### WORK REQUEST
Only one stretch of the listing below is wanted: every line from the first to the line containing "Task: list a point for each instance of the blue surgical", set down exactly.

### SOURCE RECORDS
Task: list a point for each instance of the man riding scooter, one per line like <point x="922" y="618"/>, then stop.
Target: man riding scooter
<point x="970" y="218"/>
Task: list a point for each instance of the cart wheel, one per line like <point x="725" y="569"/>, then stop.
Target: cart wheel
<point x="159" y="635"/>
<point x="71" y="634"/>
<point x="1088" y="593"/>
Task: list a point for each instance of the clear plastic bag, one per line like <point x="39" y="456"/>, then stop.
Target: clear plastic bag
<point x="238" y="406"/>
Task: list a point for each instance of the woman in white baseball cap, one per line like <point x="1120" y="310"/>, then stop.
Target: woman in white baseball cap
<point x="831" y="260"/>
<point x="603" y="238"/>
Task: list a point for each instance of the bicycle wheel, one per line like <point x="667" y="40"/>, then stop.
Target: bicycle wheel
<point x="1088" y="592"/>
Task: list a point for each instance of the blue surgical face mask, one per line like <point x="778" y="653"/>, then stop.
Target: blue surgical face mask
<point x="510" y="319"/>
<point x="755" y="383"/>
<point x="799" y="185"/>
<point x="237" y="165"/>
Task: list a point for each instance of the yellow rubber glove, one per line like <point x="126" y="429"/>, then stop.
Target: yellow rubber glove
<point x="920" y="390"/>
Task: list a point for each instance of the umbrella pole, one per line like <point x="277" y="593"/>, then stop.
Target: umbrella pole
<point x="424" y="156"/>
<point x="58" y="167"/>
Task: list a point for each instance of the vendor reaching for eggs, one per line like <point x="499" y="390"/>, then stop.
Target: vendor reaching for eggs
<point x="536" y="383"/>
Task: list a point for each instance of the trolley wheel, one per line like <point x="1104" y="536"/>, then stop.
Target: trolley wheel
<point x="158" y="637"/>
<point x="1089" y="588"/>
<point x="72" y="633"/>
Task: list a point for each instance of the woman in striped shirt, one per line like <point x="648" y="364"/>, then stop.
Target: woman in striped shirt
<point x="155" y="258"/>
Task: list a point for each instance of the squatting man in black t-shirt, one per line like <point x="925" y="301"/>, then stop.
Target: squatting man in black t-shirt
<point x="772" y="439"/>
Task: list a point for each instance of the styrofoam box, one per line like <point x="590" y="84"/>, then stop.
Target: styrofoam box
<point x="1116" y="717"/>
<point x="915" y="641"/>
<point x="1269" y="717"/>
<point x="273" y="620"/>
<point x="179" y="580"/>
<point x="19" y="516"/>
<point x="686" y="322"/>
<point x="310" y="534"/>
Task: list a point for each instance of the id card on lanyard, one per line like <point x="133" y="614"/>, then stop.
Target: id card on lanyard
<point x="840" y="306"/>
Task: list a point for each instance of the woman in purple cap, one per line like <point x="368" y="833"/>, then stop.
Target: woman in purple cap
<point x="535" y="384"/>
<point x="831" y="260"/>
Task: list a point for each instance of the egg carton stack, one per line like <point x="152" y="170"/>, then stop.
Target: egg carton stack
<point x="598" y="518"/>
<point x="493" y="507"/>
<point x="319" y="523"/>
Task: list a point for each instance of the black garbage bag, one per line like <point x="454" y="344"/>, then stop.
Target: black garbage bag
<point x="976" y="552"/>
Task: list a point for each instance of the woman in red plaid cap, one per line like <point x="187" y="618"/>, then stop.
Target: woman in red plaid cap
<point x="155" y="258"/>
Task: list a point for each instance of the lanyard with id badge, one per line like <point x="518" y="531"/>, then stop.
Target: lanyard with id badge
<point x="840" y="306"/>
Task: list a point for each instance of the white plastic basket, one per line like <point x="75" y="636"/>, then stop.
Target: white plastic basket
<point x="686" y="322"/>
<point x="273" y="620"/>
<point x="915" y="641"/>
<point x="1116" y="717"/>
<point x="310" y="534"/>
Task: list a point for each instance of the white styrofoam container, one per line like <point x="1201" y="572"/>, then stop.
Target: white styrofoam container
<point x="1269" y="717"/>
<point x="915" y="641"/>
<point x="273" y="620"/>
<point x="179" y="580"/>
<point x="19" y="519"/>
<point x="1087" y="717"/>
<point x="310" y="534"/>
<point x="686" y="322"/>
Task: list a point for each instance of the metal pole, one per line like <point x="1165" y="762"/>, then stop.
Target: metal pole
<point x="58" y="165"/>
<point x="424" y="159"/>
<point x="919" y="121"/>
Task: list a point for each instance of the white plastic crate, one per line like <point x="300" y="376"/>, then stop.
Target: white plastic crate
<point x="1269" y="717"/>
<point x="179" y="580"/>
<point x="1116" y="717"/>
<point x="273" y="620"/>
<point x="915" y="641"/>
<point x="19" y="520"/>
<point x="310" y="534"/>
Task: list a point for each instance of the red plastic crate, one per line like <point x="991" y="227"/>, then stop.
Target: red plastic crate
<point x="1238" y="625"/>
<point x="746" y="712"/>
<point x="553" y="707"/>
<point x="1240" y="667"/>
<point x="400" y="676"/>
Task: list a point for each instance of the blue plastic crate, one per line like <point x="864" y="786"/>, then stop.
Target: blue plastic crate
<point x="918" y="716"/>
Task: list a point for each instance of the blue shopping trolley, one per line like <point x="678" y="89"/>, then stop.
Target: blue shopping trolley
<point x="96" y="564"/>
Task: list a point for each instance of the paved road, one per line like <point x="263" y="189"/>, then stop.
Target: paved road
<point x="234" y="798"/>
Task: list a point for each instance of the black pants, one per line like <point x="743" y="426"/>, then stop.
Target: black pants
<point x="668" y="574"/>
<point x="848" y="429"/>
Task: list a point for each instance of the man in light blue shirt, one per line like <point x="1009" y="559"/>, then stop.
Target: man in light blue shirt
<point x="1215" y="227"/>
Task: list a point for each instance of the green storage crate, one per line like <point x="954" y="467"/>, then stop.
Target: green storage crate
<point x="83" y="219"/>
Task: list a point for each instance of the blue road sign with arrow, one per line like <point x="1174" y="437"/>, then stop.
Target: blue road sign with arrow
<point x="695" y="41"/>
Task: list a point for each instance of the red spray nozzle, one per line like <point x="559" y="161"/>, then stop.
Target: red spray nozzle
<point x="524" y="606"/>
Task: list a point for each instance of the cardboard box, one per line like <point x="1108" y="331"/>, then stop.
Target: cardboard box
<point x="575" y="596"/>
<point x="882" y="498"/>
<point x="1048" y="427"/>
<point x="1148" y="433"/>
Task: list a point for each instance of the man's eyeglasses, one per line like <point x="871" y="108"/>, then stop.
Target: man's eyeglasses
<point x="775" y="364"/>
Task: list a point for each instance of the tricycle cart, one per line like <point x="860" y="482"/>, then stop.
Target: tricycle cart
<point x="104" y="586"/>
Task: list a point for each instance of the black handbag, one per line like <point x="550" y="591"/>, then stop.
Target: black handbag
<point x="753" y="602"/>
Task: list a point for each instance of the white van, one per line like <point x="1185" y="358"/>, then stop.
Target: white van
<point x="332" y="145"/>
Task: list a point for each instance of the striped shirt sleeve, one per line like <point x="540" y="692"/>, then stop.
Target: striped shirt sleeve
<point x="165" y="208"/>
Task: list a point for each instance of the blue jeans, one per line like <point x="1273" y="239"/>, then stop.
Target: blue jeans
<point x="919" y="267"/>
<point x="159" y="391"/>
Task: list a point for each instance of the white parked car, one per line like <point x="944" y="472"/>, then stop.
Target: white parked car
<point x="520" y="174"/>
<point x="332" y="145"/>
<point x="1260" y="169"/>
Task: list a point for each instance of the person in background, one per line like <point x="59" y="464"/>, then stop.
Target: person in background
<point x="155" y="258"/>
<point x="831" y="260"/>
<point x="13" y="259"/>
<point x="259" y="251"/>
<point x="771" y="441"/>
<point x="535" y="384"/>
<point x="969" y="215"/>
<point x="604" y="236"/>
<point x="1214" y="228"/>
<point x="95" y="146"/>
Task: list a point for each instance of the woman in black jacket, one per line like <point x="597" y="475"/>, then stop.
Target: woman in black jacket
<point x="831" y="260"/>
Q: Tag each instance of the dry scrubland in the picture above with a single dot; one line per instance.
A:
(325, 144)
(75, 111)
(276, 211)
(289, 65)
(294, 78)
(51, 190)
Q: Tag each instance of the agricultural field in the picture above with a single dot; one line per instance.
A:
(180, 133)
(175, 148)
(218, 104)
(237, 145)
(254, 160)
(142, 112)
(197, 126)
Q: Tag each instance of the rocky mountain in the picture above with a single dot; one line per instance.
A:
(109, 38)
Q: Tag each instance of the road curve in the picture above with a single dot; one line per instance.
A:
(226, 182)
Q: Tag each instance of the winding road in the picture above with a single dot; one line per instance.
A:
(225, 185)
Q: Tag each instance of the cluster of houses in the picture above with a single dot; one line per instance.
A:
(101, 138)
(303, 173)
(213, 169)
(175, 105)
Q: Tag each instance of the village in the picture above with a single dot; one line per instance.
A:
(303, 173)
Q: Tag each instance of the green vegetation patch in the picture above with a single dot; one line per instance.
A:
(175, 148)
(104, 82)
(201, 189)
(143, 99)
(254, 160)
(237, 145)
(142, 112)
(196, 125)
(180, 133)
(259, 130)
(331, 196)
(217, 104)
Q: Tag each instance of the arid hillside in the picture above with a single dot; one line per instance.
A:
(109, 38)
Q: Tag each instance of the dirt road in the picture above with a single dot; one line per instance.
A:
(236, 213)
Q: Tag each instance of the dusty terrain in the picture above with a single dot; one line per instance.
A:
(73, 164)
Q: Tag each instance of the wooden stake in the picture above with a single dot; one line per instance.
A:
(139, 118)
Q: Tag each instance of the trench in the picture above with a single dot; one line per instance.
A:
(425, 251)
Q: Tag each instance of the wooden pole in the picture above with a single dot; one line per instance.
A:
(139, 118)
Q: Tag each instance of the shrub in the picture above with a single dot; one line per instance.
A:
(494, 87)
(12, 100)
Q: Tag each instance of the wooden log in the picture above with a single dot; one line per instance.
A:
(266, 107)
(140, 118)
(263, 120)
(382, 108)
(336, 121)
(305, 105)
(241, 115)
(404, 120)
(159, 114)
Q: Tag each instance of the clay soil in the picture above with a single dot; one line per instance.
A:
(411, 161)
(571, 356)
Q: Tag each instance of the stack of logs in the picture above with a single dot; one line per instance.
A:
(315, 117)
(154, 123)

### YOUR RESPONSE
Task: list a point for each instance of the man riding scooter, one per line like <point x="922" y="618"/>, then stop.
Target: man riding scooter
<point x="970" y="218"/>
Task: list a point for each instance of the cart wheel, one per line like <point x="725" y="569"/>, then stop.
Target: cart wheel
<point x="159" y="635"/>
<point x="71" y="634"/>
<point x="1088" y="593"/>
Task: list a point for each instance of the clear plastic bag, one per line like <point x="39" y="456"/>, then stop.
Target: clear plastic bag
<point x="238" y="406"/>
Task: list a point for each instance of the woman in white baseball cap, one per line like <point x="1120" y="310"/>, then stop.
Target: woman in white baseball cap
<point x="831" y="260"/>
<point x="603" y="238"/>
Task: list a point for each instance of the bicycle wheel, one per line like <point x="667" y="40"/>, then stop.
Target: bicycle wheel
<point x="1088" y="592"/>
Task: list a point for each instance of the blue surgical face mask, one per line like <point x="778" y="653"/>, then stop.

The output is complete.